■ **Information given**:
-- -- --

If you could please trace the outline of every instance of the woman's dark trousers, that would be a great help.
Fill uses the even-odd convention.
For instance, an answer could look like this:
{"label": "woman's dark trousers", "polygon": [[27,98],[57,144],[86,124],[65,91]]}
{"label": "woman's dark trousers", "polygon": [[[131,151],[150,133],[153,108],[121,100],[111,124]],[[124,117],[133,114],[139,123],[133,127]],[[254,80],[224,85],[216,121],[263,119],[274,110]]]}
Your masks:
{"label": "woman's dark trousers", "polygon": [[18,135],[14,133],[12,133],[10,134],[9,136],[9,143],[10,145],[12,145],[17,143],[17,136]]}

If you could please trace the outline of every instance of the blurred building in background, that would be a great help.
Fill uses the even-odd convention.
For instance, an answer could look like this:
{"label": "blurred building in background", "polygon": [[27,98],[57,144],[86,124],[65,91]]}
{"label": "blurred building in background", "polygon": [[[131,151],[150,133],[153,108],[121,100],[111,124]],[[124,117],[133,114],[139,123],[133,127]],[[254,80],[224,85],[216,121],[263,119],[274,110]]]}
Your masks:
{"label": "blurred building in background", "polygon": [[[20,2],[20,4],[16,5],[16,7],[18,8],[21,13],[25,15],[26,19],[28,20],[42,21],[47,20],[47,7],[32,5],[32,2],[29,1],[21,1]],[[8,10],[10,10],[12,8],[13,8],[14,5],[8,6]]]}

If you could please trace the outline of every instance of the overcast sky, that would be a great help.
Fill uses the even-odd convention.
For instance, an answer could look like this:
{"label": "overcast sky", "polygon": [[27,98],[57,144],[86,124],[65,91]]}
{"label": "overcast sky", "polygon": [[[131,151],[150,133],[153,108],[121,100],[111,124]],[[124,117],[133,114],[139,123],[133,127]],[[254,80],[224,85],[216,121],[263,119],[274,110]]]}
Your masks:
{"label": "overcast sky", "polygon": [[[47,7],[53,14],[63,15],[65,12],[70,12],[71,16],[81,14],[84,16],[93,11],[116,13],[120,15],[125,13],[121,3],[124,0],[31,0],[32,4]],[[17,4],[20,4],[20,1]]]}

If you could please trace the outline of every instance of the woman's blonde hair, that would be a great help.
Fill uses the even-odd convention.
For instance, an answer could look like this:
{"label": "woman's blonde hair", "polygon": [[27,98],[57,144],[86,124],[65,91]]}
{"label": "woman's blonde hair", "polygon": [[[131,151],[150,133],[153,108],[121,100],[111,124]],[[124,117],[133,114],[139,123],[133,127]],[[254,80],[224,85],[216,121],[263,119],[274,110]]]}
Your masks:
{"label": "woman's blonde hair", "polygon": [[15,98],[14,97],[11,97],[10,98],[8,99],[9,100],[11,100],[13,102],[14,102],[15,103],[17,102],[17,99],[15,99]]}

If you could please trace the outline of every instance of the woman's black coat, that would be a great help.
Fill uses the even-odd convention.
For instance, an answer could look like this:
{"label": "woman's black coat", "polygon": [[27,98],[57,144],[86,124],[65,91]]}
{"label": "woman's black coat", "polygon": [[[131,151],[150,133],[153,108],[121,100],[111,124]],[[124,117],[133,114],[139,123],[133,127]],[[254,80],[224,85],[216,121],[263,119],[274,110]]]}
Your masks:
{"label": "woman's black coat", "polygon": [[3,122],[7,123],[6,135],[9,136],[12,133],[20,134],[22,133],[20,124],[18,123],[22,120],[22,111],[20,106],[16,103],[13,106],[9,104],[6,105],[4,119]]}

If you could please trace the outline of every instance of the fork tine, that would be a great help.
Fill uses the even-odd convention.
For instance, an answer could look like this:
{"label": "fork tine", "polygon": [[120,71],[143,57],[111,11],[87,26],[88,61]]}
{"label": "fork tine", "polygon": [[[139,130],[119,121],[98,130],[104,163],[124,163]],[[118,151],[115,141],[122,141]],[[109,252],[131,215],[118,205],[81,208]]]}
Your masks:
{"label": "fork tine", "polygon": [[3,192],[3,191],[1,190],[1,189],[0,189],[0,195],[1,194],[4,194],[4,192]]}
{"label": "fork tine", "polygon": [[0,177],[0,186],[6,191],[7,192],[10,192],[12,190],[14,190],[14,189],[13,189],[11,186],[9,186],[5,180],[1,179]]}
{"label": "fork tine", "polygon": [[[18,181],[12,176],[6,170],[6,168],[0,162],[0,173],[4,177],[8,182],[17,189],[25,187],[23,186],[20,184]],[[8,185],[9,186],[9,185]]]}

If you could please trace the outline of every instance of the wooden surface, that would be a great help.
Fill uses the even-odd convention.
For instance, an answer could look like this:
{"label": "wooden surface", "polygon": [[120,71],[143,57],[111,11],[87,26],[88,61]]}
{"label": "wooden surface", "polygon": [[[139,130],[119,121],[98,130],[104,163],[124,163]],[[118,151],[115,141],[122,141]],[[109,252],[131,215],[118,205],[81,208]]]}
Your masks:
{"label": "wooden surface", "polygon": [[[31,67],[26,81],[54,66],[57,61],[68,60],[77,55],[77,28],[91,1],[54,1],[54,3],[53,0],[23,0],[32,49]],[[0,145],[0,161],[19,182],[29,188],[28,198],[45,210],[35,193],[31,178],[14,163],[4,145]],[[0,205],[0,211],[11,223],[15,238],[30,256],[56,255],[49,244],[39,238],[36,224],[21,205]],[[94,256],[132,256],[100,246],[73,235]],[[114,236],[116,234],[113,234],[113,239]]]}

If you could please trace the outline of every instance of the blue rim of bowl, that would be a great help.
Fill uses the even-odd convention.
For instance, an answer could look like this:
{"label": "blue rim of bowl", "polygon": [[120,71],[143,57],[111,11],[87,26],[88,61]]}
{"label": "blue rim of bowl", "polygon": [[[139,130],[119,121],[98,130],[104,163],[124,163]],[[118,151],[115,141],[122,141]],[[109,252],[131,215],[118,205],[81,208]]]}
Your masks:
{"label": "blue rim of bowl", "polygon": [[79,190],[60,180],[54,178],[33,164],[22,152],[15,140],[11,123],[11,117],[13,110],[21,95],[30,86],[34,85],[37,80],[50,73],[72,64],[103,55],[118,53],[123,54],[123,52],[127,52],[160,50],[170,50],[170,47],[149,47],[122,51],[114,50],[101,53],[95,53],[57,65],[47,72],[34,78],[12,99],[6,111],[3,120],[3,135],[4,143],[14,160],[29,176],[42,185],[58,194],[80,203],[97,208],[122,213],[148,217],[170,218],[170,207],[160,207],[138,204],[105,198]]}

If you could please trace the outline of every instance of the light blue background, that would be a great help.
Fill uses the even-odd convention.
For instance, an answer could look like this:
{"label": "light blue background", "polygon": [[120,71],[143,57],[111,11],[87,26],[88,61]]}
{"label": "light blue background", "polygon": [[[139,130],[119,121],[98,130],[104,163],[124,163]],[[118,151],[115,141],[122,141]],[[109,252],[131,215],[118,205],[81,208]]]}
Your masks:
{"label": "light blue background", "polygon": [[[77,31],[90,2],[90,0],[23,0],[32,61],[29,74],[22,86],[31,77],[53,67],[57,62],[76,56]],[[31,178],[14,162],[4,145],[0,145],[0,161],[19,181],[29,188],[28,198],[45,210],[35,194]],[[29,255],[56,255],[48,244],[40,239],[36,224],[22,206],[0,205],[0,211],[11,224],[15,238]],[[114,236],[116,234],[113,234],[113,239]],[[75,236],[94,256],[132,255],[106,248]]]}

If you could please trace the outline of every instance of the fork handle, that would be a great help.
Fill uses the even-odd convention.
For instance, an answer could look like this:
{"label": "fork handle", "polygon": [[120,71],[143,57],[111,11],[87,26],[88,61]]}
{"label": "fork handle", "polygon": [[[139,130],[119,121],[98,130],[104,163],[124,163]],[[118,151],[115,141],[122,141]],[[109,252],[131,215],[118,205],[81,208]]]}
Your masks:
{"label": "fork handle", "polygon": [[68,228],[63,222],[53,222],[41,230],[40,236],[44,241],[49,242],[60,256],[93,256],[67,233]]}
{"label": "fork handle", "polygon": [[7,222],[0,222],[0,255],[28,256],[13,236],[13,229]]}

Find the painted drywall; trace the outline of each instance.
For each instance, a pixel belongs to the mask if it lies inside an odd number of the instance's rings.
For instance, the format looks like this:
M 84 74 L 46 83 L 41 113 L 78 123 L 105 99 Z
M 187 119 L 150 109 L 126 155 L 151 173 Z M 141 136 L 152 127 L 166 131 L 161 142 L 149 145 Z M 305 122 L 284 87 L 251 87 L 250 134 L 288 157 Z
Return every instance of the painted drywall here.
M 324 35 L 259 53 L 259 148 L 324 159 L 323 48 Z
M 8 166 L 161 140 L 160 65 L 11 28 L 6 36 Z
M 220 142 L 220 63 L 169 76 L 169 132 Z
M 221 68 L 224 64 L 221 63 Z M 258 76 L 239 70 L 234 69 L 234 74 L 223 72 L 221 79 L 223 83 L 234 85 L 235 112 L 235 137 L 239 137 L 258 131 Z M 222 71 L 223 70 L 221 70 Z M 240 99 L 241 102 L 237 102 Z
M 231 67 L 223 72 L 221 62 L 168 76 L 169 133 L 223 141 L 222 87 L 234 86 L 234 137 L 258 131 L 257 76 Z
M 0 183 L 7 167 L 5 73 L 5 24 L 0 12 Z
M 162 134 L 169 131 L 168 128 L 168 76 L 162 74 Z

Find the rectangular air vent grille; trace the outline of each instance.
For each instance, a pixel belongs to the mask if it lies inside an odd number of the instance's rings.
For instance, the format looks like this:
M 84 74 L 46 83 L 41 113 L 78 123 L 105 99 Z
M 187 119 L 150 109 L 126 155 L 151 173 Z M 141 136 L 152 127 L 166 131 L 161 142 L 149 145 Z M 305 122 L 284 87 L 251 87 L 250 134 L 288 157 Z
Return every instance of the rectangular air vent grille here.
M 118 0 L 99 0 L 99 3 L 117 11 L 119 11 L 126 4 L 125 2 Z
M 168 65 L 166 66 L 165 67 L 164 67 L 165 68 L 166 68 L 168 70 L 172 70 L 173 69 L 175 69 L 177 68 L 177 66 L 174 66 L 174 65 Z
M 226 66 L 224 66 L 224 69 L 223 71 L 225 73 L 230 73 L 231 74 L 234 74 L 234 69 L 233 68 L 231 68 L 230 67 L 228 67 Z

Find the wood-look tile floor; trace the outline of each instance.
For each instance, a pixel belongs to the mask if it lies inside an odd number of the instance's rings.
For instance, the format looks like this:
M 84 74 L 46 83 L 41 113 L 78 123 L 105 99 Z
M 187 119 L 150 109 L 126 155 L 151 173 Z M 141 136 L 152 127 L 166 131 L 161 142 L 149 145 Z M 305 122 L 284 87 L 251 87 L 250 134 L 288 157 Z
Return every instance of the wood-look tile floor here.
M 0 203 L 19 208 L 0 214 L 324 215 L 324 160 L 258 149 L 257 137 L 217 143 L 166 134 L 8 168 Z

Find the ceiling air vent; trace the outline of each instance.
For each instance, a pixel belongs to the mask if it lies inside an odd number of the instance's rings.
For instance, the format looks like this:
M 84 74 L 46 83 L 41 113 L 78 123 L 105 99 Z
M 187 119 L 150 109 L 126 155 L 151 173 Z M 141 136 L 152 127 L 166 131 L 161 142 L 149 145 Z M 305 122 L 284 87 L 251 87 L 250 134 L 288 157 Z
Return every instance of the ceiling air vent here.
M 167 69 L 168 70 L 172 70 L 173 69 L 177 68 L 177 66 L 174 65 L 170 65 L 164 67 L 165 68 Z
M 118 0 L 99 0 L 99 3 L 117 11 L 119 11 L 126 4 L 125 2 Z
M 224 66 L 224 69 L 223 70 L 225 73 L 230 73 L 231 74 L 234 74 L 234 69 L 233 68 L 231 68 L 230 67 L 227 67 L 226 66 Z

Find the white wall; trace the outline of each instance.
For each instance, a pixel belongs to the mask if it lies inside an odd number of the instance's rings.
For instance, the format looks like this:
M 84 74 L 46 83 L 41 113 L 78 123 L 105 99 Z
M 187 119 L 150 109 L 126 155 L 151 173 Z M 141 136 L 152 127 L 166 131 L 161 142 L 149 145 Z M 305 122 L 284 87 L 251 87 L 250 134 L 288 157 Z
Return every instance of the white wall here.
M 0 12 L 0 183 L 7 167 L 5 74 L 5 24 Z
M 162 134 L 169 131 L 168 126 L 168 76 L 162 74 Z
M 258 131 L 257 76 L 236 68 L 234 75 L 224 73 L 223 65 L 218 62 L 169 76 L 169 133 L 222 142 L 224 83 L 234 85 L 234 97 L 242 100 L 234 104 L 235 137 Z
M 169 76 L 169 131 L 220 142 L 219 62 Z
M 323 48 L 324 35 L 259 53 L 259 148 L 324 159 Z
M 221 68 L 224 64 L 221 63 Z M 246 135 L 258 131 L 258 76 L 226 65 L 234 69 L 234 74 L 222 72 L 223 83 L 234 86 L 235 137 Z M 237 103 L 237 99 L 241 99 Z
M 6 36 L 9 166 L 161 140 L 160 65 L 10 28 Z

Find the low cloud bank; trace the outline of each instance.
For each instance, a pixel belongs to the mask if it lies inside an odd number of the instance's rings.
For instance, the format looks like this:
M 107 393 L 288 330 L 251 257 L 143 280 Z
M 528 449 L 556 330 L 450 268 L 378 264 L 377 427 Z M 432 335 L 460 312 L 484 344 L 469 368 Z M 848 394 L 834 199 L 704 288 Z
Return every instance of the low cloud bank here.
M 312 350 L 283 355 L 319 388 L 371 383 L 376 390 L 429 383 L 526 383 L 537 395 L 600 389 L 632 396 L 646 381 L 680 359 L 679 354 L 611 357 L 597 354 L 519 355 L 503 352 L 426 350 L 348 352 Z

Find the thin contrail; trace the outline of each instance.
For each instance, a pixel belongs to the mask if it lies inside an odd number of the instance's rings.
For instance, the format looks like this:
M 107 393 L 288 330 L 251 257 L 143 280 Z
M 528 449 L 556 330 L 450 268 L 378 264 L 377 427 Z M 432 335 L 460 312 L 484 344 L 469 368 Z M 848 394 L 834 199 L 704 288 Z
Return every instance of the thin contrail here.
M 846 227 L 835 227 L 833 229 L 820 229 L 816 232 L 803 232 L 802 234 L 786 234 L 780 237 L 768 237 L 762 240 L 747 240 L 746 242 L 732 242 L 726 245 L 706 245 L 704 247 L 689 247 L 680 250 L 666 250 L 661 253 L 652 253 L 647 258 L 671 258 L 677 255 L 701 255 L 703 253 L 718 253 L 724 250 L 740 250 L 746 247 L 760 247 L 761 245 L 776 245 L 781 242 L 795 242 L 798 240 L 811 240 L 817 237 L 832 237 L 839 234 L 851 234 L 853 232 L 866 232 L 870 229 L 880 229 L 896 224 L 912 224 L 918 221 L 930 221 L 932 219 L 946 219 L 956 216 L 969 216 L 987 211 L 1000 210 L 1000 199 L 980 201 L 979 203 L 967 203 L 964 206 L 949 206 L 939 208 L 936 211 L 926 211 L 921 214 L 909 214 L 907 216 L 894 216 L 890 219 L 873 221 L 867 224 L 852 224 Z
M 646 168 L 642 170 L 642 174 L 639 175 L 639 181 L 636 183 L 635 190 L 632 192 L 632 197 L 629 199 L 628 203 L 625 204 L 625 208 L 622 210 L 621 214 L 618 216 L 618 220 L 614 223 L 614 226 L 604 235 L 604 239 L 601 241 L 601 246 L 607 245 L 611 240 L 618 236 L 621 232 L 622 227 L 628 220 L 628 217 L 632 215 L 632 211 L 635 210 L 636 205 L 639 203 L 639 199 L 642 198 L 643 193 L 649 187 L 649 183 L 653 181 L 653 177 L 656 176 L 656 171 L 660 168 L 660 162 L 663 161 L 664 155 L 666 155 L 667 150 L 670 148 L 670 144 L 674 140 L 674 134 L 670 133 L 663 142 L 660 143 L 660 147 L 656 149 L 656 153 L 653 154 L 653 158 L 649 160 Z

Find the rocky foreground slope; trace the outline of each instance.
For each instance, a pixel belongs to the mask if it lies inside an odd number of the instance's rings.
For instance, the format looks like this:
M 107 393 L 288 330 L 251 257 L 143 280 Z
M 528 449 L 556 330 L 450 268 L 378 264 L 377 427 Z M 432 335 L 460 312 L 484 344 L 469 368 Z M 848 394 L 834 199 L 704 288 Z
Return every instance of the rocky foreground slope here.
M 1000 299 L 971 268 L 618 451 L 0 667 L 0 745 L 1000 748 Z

-- -- --

■ **What this task involves**:
Rewrite everything in the listing above, from the line containing "Find the painted" down to the line containing "M 162 134 L 169 131 L 168 128", as a JSON list of strings, one string per line, leaving out blank lines.

■ **Written response**:
[
  "Find the painted drywall; trace the outline of each instance.",
  "For each instance, a pixel belongs to the mask if it lies inside an odd number of the instance's rings.",
  "For instance, the format looks like this:",
  "M 84 74 L 46 83 L 41 113 L 78 123 L 105 99 Z",
  "M 187 119 L 150 109 L 126 155 L 151 173 Z M 141 136 L 152 127 L 166 131 L 161 142 L 149 145 Z M 305 122 L 284 87 L 251 87 L 250 134 L 288 157 Z",
  "Return every instance of the painted drywall here.",
  "M 324 35 L 259 53 L 259 148 L 324 159 L 323 48 Z",
  "M 8 166 L 161 140 L 160 65 L 11 28 L 6 36 Z",
  "M 220 142 L 220 63 L 169 76 L 169 132 Z",
  "M 221 68 L 224 64 L 221 63 Z M 258 76 L 239 70 L 234 69 L 234 74 L 223 72 L 221 79 L 223 83 L 234 85 L 235 112 L 235 137 L 239 137 L 258 131 Z M 222 71 L 223 70 L 221 70 Z M 240 99 L 241 102 L 237 102 Z",
  "M 231 67 L 223 72 L 221 62 L 168 76 L 169 133 L 223 141 L 222 87 L 234 86 L 234 137 L 258 131 L 257 76 Z",
  "M 0 183 L 7 167 L 5 73 L 5 24 L 0 12 Z",
  "M 162 134 L 169 131 L 168 128 L 168 76 L 162 74 Z"
]